Task brief —
Render every line of the records below as a JSON list of strings, one string per line, omitting any blank lines.

● ● ●

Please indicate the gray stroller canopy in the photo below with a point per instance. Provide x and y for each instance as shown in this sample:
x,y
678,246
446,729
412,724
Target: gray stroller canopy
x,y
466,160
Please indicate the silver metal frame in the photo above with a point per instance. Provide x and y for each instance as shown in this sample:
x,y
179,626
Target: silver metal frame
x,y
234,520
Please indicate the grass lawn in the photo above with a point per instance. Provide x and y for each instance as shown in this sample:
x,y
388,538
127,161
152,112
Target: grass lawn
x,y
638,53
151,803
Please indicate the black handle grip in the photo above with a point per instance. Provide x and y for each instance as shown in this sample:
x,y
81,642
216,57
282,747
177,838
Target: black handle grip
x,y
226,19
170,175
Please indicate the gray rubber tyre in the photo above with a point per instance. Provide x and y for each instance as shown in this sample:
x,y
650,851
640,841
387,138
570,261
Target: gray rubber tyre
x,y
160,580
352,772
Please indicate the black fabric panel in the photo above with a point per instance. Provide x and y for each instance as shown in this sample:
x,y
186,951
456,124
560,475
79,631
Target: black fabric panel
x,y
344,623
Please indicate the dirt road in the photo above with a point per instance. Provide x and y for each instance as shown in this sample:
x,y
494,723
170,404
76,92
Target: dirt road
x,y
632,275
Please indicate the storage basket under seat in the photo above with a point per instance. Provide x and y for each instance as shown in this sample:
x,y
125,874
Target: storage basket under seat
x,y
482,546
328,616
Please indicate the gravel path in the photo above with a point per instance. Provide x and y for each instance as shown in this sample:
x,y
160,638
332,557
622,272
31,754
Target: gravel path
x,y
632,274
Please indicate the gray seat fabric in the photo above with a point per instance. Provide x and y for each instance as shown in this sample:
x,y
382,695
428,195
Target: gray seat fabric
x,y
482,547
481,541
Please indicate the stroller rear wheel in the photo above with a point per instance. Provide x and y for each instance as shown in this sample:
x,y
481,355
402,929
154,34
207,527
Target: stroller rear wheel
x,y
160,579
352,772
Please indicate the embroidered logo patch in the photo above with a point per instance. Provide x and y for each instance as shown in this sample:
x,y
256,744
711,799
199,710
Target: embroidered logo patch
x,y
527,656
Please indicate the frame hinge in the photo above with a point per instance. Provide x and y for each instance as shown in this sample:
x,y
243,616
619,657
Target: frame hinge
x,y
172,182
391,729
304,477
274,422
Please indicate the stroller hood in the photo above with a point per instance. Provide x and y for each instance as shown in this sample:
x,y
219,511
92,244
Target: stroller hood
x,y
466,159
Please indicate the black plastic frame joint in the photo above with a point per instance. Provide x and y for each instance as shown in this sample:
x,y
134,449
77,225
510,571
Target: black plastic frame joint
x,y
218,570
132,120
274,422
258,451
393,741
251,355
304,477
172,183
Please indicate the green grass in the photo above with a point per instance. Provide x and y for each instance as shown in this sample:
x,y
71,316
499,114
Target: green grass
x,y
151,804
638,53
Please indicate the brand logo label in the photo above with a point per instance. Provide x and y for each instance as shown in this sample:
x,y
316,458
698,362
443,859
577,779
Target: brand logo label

● ● ●

Complete response —
[
  "Please indicate the gray stroller canopy in the photo below with a point per instance. Provide x and y for each instance as shown in this sample:",
  "x,y",
  "678,246",
  "446,729",
  "412,724",
  "Target: gray stroller canopy",
  "x,y",
  "466,160",
  "Please indicate the silver metal frame in the photo above with a point per instance. Provide x and y for each instance as shown in this sample:",
  "x,y",
  "179,626",
  "Target: silver metal frame",
  "x,y",
  "234,520",
  "Please indicate the grass lawn in the photo above with a point per instance. Provide x and y for each instance as shown in this sample:",
  "x,y",
  "388,538",
  "127,161",
  "152,112",
  "Target: grass lawn",
  "x,y",
  "638,53",
  "151,803",
  "Please indicate the black handle grip in the photo above with a point per instance. Provide x and y for each instance as shown in this sample:",
  "x,y",
  "81,642",
  "216,57",
  "282,747",
  "177,838",
  "Target: black handle grip",
  "x,y",
  "226,19",
  "170,175",
  "Please indicate the gray rubber tyre in the photo above with a point per instance. Provide x and y for each instance as shown in this sample:",
  "x,y",
  "650,851",
  "640,841",
  "387,138",
  "570,261",
  "Target: gray rubber tyre",
  "x,y",
  "160,580",
  "352,772",
  "Please indicate the black fabric panel in the photo above with a point per instance. Provide x and y for each instance as shown in this sample:",
  "x,y",
  "186,951",
  "456,124",
  "560,475",
  "79,631",
  "Target: black fabric panel",
  "x,y",
  "344,623",
  "Please indicate the dirt road in the photo above with a point per instance. Provide x and y for each instance as shown in this sample:",
  "x,y",
  "494,723",
  "170,404",
  "76,92",
  "Target: dirt road",
  "x,y",
  "632,275",
  "Please indicate the storage basket under seat in the photo above with a point per instance. Provide x and y for each instance as shown in this sample:",
  "x,y",
  "125,874",
  "Target: storage basket under seat",
  "x,y",
  "482,546",
  "328,616",
  "Please indicate the gravel path in the photo above with a point per instance. Provide x and y for each instance as shown in this sample:",
  "x,y",
  "160,638",
  "332,557",
  "622,272",
  "31,754",
  "Target: gravel path",
  "x,y",
  "632,274",
  "Please indicate the gray seat fabric in the photo above with a point per instance. Provide x and y for each instance as shown in this sample:",
  "x,y",
  "382,695",
  "428,195",
  "Target: gray seat fabric",
  "x,y",
  "482,547",
  "481,541",
  "Please indicate the stroller rear wheel in the photo above with a point per instance. Provide x and y for each instance as shown in this sample:",
  "x,y",
  "481,355",
  "402,929",
  "154,34",
  "207,527",
  "Target: stroller rear wheel",
  "x,y",
  "160,579",
  "352,772",
  "Please indicate the embroidered logo patch in the photo above with a point per instance. Provide x and y for each instance as shown in this sample:",
  "x,y",
  "256,744",
  "711,799",
  "199,710",
  "Target: embroidered logo patch",
  "x,y",
  "527,656",
  "Please indicate the frame hinge in the photo above with a point per instance. Provide x and y for each instance as shown in this sample:",
  "x,y",
  "243,616",
  "619,657",
  "Target: frame hinge",
  "x,y",
  "172,182",
  "391,729",
  "304,477",
  "274,422",
  "Please indicate the stroller hood in the photo above with a point per instance. Provide x and y for each instance as shown in this sample:",
  "x,y",
  "219,511",
  "92,244",
  "Target: stroller hood",
  "x,y",
  "466,159",
  "Please indicate the black plastic frame joint in the photo above with a point per instance. Provide x and y for each instance as shown in this sample:",
  "x,y",
  "134,449",
  "77,225",
  "510,571",
  "Target: black plastic frame joint",
  "x,y",
  "218,570",
  "132,120",
  "274,422",
  "258,451",
  "393,741",
  "251,355",
  "304,477",
  "172,183",
  "Please indicate the green grass in the photo above with a point per instance. Provide x and y for each instance as shown in this sample:",
  "x,y",
  "71,316",
  "499,114",
  "Target: green grass",
  "x,y",
  "151,804",
  "638,53",
  "Please indicate the brand logo label in the photo above with a point per instance. Provide x and y for each instance as shown in this sample:",
  "x,y",
  "316,458",
  "698,362",
  "443,859",
  "577,779",
  "Target: brand logo label"
]